▶ _Assigned task_:
Each record below should be returned word for word, with no pictures included.

──────

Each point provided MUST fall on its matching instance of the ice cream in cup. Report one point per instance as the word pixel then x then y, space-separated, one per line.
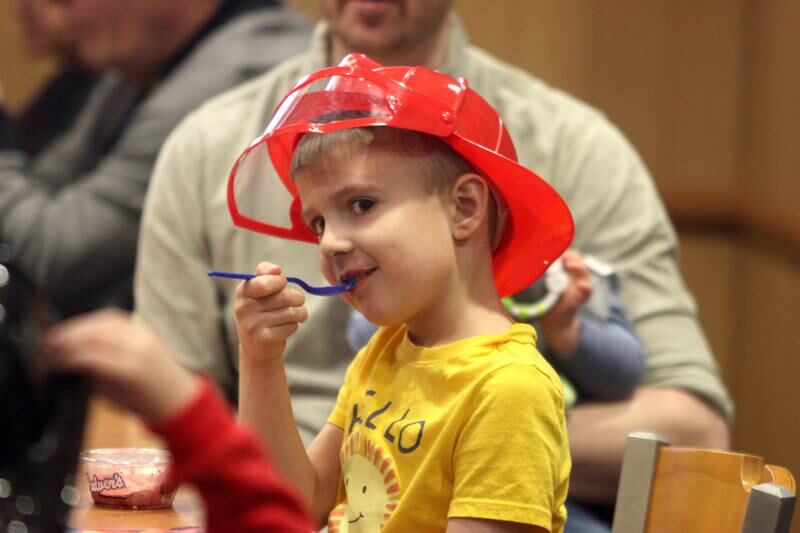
pixel 130 478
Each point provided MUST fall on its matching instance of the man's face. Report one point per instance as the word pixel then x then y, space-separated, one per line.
pixel 45 26
pixel 378 27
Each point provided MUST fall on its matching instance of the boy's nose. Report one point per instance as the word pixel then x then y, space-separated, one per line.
pixel 334 242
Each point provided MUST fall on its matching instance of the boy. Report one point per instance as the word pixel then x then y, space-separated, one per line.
pixel 449 418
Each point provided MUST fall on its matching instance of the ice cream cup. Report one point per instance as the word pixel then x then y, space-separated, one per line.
pixel 130 478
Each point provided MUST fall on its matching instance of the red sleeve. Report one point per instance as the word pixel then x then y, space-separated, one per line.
pixel 231 470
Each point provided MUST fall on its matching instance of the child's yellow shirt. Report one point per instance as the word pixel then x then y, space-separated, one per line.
pixel 471 429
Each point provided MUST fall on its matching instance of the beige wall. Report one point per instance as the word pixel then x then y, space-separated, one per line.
pixel 709 91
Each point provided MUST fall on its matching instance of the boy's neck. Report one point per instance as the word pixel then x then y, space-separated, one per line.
pixel 471 308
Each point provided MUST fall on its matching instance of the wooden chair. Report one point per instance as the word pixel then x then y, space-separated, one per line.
pixel 667 489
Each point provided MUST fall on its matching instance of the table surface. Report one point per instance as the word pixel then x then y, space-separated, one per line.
pixel 109 427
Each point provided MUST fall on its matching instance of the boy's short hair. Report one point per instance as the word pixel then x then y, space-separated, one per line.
pixel 439 163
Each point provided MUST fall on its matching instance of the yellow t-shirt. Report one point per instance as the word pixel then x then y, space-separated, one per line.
pixel 472 429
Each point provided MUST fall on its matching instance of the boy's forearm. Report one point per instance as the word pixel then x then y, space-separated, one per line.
pixel 597 433
pixel 265 406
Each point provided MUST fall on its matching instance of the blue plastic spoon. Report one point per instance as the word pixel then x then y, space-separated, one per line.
pixel 331 290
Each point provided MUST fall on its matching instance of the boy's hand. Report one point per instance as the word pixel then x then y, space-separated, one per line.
pixel 562 324
pixel 129 363
pixel 267 313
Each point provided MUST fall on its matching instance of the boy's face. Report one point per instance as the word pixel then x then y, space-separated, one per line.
pixel 377 221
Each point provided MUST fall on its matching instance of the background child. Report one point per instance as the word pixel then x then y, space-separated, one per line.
pixel 131 366
pixel 584 334
pixel 449 418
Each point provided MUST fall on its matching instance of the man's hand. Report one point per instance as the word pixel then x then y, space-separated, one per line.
pixel 561 325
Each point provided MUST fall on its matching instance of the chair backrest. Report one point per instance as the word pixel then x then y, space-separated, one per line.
pixel 668 489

──────

▶ _Solution for this problem_:
Each point provided MUST fall on its matching instance of the ice cream in cup. Report one point per instance as the word pixel then x then y, space-separated, one per line.
pixel 130 478
Each point provided MUST fall on its matching instance of the man's face. Report one point per instance as the word pixel then x then y, space-separated, one per line.
pixel 45 26
pixel 378 27
Each point provided MUST fall on its matching instance of the boy's nose. Report one point per instance as the word pixel then x then y, space-separated, one per line.
pixel 334 242
Each point provided MUST fall on its matching instance of the boy. Report one point per instance as the word pixel then x then y, space-separated, one per line.
pixel 449 418
Each point provided MUST fall on its matching instance of the ice cream cup. Report one point per instance as the word pixel then x then y, space-separated, one per line.
pixel 130 478
Each point provided MUST fall on its matching instance of the red sleeve. Report one point per instance as the word pixel then x then y, space-separated, one per line.
pixel 231 470
Each point provided MUST fall on its matching instance of the child's yellow shirt. Report one point per instance as the word pixel then x then y, space-separated, one per line.
pixel 471 429
Each point provided MUST fall on its matching instance of the beige wall. Report one point per instance as the word pixel then x then y, space-separated, one per line.
pixel 709 91
Each point provided MUST fall on its matching instance of the boy's neck. Report one point per instance as the word pixel then x then y, space-separated, one per line.
pixel 471 308
Each point provided MUST fall on its matching instance of the wooden chair. Report one point per instance as the word pixel then x then y, space-separated, one per line.
pixel 667 489
Each point provided MUST fall on its matching instance of the table surface. Report one point per instance as the word pixel then x then y, space-separated, one per line.
pixel 109 427
Each point provided MUST fall on its matching instance of the boy's short hair. Report one point per instance as the word pixel then x then y, space-separated, one per line.
pixel 439 163
Each point provided MUST fall on its matching instance of the yellow t-shirt. Report one point per instance as the word pixel then x then y, space-separated, one per line.
pixel 472 429
Each point provided MUST fall on its matching instance of the boy's forearm. Report one point per instance as the word pixel then x then y, space-separated, one per line.
pixel 597 433
pixel 265 406
Each point provided MUST fall on its matching instance of the blue plastic spoon. Report one point per instance as the word pixel then x then y, space-separated, one per line.
pixel 331 290
Each point provided MUST fall on its matching instance of the boy's hand. Report one point per instance as the word pixel then x then y, space-separated, one per line.
pixel 562 324
pixel 129 363
pixel 267 313
Each point provided MUST fall on its matching instance of the boy's face. Report one point per instance as the word pixel then x then y, space-separated, one per line.
pixel 377 221
Each point provided MUST fall on its matching instance of the background child. Report one point per instance as the word pixel then x then y, space-separated, one per line.
pixel 131 366
pixel 584 334
pixel 449 418
Each point provided MUST fall on its matching instance of the man's hand. Report one point per instance as the word pixel then x then y, space-separated, one per line.
pixel 561 325
Each point provided MUST fall on its matching instance of the chair backrest. Report one point per instance as the word pixel then x then y, space-separated, one per line.
pixel 668 489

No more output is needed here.